** start MATERIAL SHOWN **

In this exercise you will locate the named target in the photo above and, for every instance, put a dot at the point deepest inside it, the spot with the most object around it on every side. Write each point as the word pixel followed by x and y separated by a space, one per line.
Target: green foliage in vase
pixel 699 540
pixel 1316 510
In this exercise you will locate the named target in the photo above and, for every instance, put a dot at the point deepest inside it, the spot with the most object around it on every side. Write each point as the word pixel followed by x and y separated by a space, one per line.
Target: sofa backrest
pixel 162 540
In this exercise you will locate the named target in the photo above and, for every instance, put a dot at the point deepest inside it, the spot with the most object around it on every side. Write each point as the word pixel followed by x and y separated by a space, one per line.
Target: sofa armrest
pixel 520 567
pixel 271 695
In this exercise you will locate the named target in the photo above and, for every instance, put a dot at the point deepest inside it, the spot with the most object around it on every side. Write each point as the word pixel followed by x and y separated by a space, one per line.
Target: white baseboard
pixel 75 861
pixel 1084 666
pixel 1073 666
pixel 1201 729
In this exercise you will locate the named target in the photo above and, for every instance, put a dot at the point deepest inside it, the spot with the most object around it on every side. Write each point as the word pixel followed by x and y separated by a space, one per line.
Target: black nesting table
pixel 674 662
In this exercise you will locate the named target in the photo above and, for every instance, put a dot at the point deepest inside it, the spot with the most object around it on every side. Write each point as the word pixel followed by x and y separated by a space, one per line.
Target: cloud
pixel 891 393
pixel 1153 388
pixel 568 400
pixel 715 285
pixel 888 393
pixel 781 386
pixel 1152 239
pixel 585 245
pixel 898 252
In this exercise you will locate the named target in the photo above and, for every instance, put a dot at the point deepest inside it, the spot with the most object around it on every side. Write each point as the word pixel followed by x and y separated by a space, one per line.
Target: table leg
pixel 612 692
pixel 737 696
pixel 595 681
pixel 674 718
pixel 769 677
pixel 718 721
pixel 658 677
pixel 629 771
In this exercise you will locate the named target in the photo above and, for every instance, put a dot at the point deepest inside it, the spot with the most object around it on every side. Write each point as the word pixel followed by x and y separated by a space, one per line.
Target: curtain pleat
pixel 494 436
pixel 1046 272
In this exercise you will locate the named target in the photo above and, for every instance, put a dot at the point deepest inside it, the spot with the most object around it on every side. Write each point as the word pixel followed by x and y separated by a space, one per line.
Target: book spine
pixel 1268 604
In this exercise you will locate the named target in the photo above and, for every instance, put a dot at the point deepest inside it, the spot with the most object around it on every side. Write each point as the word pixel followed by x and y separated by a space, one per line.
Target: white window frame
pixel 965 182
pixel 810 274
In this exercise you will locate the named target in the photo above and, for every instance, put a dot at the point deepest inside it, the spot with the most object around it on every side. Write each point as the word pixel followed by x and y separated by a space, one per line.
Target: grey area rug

** end MATERIAL SHOWN **

TASK BRIEF:
Return the lines above exactly, keeping every word.

FINAL RESULT:
In this exercise you will locate the named target in the photo above and, for every instance, put a dot at the point deepest inside it, the spot with the most object around it on every side. Write each point as the word pixel followed by x and y separated by a space, one per line.
Target: green foliage in vase
pixel 699 540
pixel 1316 510
In this exercise you will locate the named target in the photo above and, for every instance, put a dot at the point deepest inside it, the spot with the most object around it on every side. Write each point as the word pixel followed by x and y separated by a space, one per line.
Target: sofa backrest
pixel 162 540
In this exercise you will locate the named target in the photo above and, for every instance, put a dot at the point deepest inside it, the spot with the most object around it on every side. Write each point as the word pixel followed by x and y separated by a space, one per line.
Target: sofa armrest
pixel 520 567
pixel 271 695
In this exercise you will locate the named target in the photo above and, for every instance, put a dot at the point deepest inside it, the spot with the most object around it on every side. Write each point as the word pixel followed by x and y separated by a space, one per line.
Target: white baseboard
pixel 75 861
pixel 1084 666
pixel 1073 666
pixel 1201 729
In this exercise you will locate the named target in the photo above and, for every instance, put a dot at the point deepest inside it, the spot with the most object around it on every side. Write each point as the word pixel followed by x and y separated by a space, one per line.
Target: black nesting table
pixel 674 662
In this exercise you will locate the named target in the photo above and, for every instance, put a dot at the point deepest inside it, the spot with the most object around it on every side. Write each point as the word pixel followed by x and y separated by a space, one per line.
Target: cloud
pixel 891 393
pixel 1153 388
pixel 568 400
pixel 715 285
pixel 888 393
pixel 781 386
pixel 1152 239
pixel 585 245
pixel 898 252
In this exercise you will locate the named target in the photo above and, for every instance, put a dot at the point deepest inside it, the spot with the most object around it on every side. Write each point as the word pixel followed by x and y separated by a space, one per line.
Target: table leg
pixel 612 692
pixel 737 696
pixel 595 681
pixel 674 718
pixel 769 677
pixel 718 721
pixel 658 677
pixel 629 771
In this exercise you will locate the named target in the photo above and, for every instance, put a dot at the point deepest inside it, the spot with the most object around it on every side. Write each point as the word pixel followed by x and y separated by a space, one per line.
Target: curtain pleat
pixel 494 436
pixel 1046 272
In this exercise you will locate the named target in the photo above and, for every instance, put a dot at the point deepest inside it, the spot with the most object around it on every side. Write each point as the word pixel followed by x and y separated by a space, one per line.
Target: book spine
pixel 1268 604
In this exercise you will locate the named target in the photo above and, for every instance, put a dot at the point deepest inside it, the spot with the most object around it on every side. Write each point as the word pixel followed by x and y separated by a space, one per line.
Target: white window frame
pixel 965 182
pixel 810 274
In this exercise you will locate the named target in the photo above and, for every instance, put a dot at the point deepest inside it, the spot with the most object around it on every side. Write each point as the word pixel followed by x and y separated by a space, one per line.
Target: grey area rug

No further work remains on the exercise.